Excerpted data:
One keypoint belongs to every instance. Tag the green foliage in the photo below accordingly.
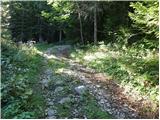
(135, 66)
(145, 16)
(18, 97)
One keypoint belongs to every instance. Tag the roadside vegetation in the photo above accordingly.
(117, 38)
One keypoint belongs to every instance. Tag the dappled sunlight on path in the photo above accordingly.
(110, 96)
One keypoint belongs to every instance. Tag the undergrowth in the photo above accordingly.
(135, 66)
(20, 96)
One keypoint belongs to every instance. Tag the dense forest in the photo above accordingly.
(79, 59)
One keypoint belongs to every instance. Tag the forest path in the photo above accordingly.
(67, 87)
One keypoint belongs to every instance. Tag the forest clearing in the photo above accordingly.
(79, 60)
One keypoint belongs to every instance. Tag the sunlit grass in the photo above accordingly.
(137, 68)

Exercise brief: Please reproduce the entries above with each "Tag" swapped for "Label" and everything else unchanged, leaving out the pictures.

Solution below:
One keypoint belongs to every instance. Label the green foliage in the photo below accordingly.
(135, 66)
(145, 16)
(18, 97)
One keypoint belongs to every instance. Label the roadside vegetation in the photo above accordingly.
(117, 38)
One keypoint belongs to every instance. Label the dappled sunlight on path in the photo above accordingly.
(110, 96)
One keypoint belongs to every instance. Label the undergrowth in the photo above accordingly.
(135, 66)
(20, 96)
One keypoint belongs to every instance. Label the dense forest in the photo above accordingly.
(79, 59)
One keypoint belongs to every instance. Label the forest path in the photo above accordingly.
(67, 87)
One keypoint belongs to every instance. Label the forest clearing in the photo above accordingly.
(79, 60)
One keypoint belongs to every instance. Label the sunlit grass in the photo above accordingly.
(137, 68)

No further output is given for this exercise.